== EXCERPTED RECORDS ==
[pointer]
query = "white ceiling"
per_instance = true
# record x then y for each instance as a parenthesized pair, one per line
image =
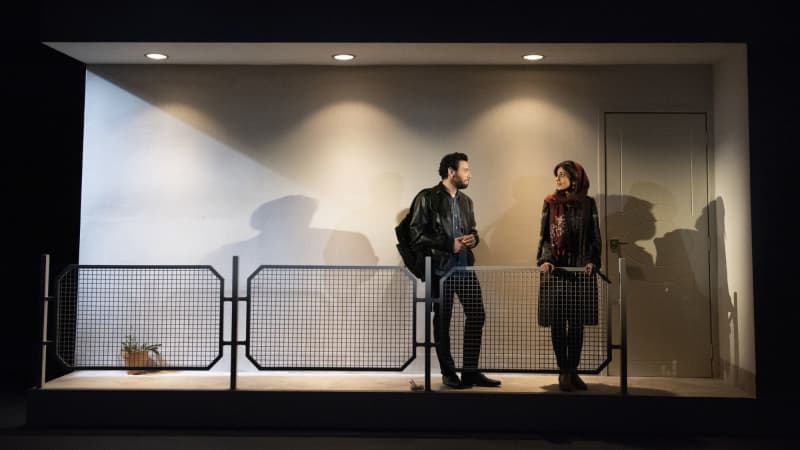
(397, 53)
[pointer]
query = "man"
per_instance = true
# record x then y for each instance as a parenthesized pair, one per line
(443, 227)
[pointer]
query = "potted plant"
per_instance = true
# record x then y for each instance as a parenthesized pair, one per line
(137, 354)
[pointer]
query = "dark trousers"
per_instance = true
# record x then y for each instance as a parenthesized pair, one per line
(465, 285)
(567, 337)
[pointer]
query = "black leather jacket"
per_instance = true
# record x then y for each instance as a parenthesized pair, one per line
(584, 244)
(432, 226)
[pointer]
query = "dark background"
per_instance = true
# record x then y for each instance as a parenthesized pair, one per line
(43, 120)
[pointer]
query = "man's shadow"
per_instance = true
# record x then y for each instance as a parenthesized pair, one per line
(285, 237)
(671, 287)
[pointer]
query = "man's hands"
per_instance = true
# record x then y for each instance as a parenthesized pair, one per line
(546, 267)
(462, 243)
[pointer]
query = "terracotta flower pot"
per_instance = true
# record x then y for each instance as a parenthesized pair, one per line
(136, 359)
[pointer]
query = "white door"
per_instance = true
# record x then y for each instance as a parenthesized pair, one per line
(657, 219)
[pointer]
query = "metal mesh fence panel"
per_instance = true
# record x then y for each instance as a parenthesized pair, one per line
(105, 310)
(532, 321)
(348, 318)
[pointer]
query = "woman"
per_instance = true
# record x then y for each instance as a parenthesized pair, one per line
(570, 237)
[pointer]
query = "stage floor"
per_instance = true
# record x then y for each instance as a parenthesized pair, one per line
(384, 382)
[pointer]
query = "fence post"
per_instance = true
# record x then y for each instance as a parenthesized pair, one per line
(623, 330)
(234, 321)
(428, 309)
(45, 294)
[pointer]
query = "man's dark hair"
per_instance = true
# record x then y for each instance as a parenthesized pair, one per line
(451, 161)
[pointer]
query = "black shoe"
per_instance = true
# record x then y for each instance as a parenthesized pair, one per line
(478, 379)
(565, 382)
(452, 381)
(577, 382)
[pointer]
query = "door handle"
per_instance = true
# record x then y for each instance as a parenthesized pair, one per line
(615, 244)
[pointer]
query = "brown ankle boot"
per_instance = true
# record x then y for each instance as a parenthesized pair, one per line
(576, 381)
(565, 382)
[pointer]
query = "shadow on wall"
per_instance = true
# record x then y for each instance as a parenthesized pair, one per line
(512, 240)
(727, 348)
(668, 288)
(285, 237)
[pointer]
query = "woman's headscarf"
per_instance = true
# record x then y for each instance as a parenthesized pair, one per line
(575, 194)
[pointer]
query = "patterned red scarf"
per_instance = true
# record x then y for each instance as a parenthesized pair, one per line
(557, 201)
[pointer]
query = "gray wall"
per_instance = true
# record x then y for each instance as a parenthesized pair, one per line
(315, 165)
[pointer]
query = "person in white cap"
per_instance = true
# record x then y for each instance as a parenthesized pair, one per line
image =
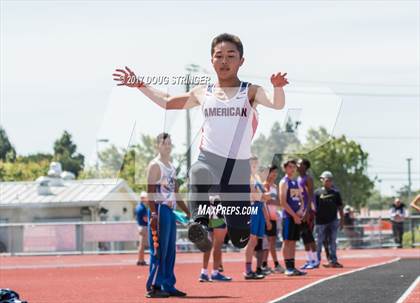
(327, 203)
(142, 219)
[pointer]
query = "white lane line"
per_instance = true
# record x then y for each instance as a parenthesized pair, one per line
(409, 290)
(332, 277)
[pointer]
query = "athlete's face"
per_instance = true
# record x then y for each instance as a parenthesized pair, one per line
(165, 147)
(301, 167)
(226, 60)
(327, 183)
(290, 169)
(272, 176)
(254, 166)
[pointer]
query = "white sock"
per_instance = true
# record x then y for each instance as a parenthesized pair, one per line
(314, 256)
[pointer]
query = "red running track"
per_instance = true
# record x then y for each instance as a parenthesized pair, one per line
(114, 278)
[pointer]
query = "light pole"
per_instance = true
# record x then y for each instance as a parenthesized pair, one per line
(97, 151)
(190, 68)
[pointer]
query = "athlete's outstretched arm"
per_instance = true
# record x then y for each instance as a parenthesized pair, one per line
(128, 78)
(278, 100)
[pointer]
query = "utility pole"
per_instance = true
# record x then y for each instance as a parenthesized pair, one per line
(409, 180)
(191, 68)
(97, 152)
(409, 200)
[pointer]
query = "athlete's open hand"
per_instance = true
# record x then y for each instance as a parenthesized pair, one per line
(279, 80)
(127, 77)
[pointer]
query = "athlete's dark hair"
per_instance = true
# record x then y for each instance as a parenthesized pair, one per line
(306, 162)
(162, 136)
(272, 167)
(228, 38)
(287, 162)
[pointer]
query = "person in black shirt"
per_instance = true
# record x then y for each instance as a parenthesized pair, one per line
(327, 203)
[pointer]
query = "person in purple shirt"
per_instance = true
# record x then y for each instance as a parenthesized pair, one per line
(141, 217)
(306, 183)
(292, 202)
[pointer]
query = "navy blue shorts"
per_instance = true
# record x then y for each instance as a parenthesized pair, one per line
(291, 230)
(258, 221)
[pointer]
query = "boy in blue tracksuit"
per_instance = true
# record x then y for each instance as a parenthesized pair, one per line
(162, 190)
(141, 212)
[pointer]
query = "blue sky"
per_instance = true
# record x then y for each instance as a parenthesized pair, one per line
(57, 58)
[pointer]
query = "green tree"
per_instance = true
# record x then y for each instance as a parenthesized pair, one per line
(345, 159)
(130, 164)
(65, 153)
(7, 151)
(22, 170)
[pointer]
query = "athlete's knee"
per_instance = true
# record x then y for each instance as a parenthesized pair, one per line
(239, 237)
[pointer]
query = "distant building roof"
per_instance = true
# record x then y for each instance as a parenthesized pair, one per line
(71, 193)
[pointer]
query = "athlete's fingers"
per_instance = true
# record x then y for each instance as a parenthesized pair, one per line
(121, 71)
(129, 70)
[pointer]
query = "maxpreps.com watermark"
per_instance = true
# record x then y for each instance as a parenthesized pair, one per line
(219, 209)
(169, 80)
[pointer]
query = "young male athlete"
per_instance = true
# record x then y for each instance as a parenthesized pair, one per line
(230, 120)
(292, 202)
(162, 191)
(217, 229)
(258, 220)
(306, 183)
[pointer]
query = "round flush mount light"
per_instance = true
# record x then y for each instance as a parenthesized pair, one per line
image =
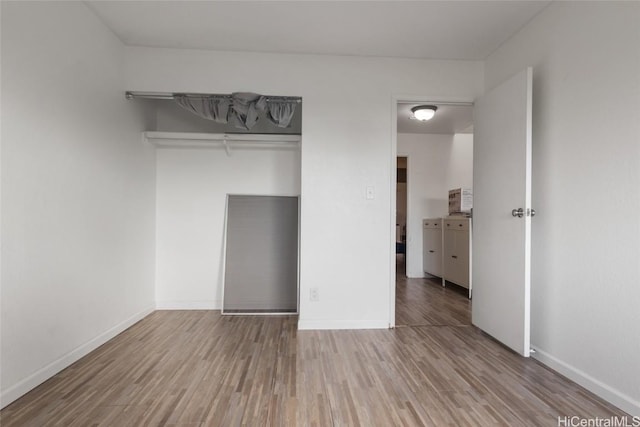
(424, 112)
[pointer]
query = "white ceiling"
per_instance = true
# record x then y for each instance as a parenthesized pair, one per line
(449, 119)
(468, 30)
(465, 30)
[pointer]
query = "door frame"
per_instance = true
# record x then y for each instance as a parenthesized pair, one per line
(393, 154)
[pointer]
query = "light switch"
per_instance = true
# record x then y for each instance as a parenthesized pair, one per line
(371, 193)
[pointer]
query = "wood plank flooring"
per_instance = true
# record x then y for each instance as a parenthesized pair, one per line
(197, 368)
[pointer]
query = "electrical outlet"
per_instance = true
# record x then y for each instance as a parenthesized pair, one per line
(370, 192)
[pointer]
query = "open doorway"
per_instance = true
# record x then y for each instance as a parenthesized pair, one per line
(401, 216)
(441, 157)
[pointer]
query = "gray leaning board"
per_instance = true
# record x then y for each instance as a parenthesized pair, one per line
(261, 258)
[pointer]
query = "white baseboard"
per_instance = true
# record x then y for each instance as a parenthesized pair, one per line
(342, 324)
(14, 392)
(611, 395)
(189, 305)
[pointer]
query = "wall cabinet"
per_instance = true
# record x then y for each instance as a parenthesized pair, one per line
(456, 251)
(432, 246)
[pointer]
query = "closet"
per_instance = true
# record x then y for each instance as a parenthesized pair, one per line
(226, 201)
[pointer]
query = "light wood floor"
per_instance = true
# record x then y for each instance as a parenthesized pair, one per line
(197, 368)
(425, 302)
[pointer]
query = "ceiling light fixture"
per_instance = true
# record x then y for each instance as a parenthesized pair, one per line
(424, 112)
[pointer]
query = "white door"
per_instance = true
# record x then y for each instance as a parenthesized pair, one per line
(502, 233)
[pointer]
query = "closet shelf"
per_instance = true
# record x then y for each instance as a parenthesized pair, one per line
(221, 140)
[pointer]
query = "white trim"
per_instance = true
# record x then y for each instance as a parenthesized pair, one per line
(341, 324)
(606, 392)
(189, 305)
(43, 374)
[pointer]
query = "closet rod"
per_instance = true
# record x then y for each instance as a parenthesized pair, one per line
(169, 95)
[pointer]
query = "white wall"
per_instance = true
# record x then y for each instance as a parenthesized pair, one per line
(437, 163)
(346, 240)
(77, 193)
(191, 200)
(586, 175)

== EXERCISE INSTRUCTIONS ==
Pick out every line in the material above that contains the word "pole", and copy each one. Case counts, so match the capitalization exactly.

== TASK RESPONSE ==
query = "light pole"
query = "utility pole"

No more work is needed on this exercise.